» **作業一覧**:
1. 読解テキストのうち、「行ってきました & これからの展覧会:2014春〜」で始まり「きる貴重な機会となりました。」で終わる部分を、「吟香」を「ぎんこう」に書き換えて示してください。
2. 読解テキストについて、次の問いに答えてください。
(a) 三上美和はどのコースの教員か。
(b) 世田谷美術館での展覧会はいつまで開催されているか。
(c) 吟香が日本初の新聞を創刊した場所はどこか。

行ってきました & これからの展覧会:2014春〜
三上美和(芸術学コース教員)
皆さんこんにちは、教員の三上です。行く先々で桜に迎えられる季節となりましたね。以下、最近見た展示を紹介します。
世田谷美術館のある砧公園の桜はまだつぼみで、満開は会期終了間際になりそうですが、同館で開催中の「岸田吟香・劉生・麗子 知られざる精神の系譜」(4月6日まで、岡山県立美術館で4月18日から5月25日まで巡回)では、近代を代表する洋画家岸田劉生を軸に、その父吟香、娘麗子の活動を資料と作品でたどるものです。吟香は日本初の新聞を横浜で創刊し、起業家として活躍する傍ら、同時代の美術家たちとも盛んに交流しており、吟香が激賞した高橋由一《甲冑頭》や、山本芳翠の代表作《裸婦》、小林清親の浮世絵も同展の見所の一つ。劉生についても代表的シリーズである《麗子像》の他、初期の水彩画から晩年の風景画まで展示。さらにこれまでほとんど知られてこなかった麗子について、幼少期から晩年までを作品と資の料で丁寧に紹介。麗子が美術学校入学の夢を娘に託しつつ、明るい油彩画を生涯描き続けていたことなどを知ることができる貴重な機会となりました。

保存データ
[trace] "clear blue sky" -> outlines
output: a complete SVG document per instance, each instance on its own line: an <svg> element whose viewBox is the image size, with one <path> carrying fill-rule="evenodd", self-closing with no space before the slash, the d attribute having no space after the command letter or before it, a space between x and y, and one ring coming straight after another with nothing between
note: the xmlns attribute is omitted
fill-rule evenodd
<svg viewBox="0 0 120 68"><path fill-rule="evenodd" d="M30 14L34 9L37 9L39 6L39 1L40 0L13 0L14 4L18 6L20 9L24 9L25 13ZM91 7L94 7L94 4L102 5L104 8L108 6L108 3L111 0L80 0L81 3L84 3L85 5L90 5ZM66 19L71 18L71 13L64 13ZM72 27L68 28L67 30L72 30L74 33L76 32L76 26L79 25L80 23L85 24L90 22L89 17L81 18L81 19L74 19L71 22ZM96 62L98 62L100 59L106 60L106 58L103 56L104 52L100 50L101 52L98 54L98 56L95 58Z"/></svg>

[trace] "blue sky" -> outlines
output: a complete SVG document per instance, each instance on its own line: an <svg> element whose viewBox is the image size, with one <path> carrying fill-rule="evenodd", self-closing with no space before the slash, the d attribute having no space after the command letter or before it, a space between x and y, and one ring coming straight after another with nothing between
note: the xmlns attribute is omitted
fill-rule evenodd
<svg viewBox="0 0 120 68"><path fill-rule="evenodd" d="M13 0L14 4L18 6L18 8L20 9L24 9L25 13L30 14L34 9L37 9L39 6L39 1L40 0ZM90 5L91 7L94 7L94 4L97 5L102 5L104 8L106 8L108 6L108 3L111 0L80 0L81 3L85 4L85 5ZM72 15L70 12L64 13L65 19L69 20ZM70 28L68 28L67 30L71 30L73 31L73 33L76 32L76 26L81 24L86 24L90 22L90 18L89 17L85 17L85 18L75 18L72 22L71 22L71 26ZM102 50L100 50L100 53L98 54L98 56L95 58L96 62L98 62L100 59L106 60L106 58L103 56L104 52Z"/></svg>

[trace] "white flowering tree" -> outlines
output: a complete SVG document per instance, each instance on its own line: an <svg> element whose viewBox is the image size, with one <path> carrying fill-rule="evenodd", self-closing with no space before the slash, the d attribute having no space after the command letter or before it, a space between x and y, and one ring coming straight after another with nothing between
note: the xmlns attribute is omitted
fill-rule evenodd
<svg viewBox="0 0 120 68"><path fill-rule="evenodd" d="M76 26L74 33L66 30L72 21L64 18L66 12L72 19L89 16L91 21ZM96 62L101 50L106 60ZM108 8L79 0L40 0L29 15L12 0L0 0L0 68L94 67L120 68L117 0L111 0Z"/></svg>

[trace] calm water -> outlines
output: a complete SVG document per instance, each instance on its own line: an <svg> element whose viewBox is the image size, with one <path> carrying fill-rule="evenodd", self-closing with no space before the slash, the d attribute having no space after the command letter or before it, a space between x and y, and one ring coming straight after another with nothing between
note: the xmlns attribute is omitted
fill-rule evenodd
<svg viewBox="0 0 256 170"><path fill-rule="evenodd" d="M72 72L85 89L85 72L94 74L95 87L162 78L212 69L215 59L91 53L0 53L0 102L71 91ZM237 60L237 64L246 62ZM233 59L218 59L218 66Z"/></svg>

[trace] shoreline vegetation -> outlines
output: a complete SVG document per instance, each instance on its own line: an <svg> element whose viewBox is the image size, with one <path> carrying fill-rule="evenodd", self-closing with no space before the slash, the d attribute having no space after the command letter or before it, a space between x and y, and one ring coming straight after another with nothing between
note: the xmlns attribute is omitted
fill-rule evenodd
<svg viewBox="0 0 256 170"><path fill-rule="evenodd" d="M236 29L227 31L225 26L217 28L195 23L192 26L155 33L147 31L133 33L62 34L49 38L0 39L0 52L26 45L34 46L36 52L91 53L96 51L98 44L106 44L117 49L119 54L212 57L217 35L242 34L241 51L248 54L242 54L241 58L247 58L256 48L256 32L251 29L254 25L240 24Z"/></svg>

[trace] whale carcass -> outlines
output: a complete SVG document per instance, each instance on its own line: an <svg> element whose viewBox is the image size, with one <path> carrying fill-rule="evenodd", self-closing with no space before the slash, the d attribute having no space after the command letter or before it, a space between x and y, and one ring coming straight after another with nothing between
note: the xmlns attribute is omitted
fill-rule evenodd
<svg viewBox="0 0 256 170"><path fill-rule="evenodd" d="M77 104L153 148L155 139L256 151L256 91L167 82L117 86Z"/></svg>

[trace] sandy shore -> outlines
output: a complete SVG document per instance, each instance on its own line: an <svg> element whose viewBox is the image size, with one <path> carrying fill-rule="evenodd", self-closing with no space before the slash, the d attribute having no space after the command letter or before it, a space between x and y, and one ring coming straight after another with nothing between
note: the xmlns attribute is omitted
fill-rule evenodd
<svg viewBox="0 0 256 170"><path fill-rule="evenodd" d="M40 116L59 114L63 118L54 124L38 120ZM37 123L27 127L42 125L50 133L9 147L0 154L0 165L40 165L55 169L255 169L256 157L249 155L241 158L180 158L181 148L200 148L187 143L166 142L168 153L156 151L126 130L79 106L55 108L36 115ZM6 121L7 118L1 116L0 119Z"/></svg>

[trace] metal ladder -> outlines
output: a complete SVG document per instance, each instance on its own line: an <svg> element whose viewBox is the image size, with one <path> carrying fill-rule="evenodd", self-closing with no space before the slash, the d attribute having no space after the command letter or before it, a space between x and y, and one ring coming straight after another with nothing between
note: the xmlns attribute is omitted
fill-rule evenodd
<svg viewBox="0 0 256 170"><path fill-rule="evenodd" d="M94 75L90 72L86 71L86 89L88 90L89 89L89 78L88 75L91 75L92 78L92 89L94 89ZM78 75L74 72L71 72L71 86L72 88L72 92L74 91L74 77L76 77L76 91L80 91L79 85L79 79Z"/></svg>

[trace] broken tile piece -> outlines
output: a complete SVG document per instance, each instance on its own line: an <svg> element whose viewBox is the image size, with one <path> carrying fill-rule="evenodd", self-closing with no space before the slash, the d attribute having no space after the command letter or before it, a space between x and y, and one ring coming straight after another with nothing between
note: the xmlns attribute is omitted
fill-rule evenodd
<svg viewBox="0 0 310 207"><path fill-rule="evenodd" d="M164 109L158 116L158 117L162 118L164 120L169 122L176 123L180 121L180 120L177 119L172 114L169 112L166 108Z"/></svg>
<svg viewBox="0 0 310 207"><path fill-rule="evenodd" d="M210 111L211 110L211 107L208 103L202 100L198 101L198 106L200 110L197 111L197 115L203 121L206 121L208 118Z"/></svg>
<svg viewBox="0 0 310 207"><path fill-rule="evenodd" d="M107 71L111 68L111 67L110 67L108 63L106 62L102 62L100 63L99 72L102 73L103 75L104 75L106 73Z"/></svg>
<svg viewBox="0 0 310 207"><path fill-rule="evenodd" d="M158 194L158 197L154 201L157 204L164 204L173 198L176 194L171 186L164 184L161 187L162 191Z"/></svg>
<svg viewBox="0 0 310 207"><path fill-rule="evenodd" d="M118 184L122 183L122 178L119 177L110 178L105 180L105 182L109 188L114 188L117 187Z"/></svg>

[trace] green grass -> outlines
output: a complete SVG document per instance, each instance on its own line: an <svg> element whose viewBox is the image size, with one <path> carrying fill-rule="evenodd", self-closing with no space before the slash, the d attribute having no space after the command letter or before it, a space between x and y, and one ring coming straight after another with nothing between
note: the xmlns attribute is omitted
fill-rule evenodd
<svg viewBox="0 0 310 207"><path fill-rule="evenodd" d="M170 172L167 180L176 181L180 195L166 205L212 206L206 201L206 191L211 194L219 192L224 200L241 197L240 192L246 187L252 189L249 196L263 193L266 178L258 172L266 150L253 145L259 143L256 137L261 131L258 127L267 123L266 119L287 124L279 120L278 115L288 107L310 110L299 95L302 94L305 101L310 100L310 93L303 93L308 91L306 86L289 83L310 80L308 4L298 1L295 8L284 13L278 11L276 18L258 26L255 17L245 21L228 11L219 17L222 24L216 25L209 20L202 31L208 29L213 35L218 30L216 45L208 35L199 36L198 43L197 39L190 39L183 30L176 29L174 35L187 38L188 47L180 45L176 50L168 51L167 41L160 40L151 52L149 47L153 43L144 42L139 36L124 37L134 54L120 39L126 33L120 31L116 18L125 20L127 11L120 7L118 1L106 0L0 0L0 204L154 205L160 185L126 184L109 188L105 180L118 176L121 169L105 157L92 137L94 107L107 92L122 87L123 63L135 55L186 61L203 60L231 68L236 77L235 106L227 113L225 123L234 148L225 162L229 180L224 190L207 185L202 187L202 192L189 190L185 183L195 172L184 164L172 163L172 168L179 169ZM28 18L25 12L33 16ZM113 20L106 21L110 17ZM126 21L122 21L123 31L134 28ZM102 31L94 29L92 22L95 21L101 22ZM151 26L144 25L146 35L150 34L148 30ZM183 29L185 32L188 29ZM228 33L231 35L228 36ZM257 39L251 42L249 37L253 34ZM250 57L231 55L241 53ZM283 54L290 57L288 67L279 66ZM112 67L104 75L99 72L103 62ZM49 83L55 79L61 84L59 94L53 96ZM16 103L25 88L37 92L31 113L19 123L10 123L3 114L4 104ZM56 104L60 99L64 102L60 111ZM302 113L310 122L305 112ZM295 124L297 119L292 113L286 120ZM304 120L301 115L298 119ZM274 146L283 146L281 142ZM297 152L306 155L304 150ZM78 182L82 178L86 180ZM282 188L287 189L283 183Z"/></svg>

» **作業ごとの結果**:
1.
行ってきました & これからの展覧会:2014春〜
三上美和(芸術学コース教員)
皆さんこんにちは、教員の三上です。行く先々で桜に迎えられる季節となりましたね。以下、最近見た展示を紹介します。
世田谷美術館のある砧公園の桜はまだつぼみで、満開は会期終了間際になりそうですが、同館で開催中の「岸田ぎんこう・劉生・麗子 知られざる精神の系譜」(4月6日まで、岡山県立美術館で4月18日から5月25日まで巡回)では、近代を代表する洋画家岸田劉生を軸に、その父ぎんこう、娘麗子の活動を資料と作品でたどるものです。ぎんこうは日本初の新聞を横浜で創刊し、起業家として活躍する傍ら、同時代の美術家たちとも盛んに交流しており、ぎんこうが激賞した高橋由一《甲冑頭》や、山本芳翠の代表作《裸婦》、小林清親の浮世絵も同展の見所の一つ。劉生についても代表的シリーズである《麗子像》の他、初期の水彩画から晩年の風景画まで展示。さらにこれまでほとんど知られてこなかった麗子について、幼少期から晩年までを作品と資の料で丁寧に紹介。麗子が美術学校入学の夢を娘に託しつつ、明るい油彩画を生涯描き続けていたことなどを知ることができる貴重な機会となりました。

2.
(a) 芸術学コース
(b) 4月6日まで
(c) 横浜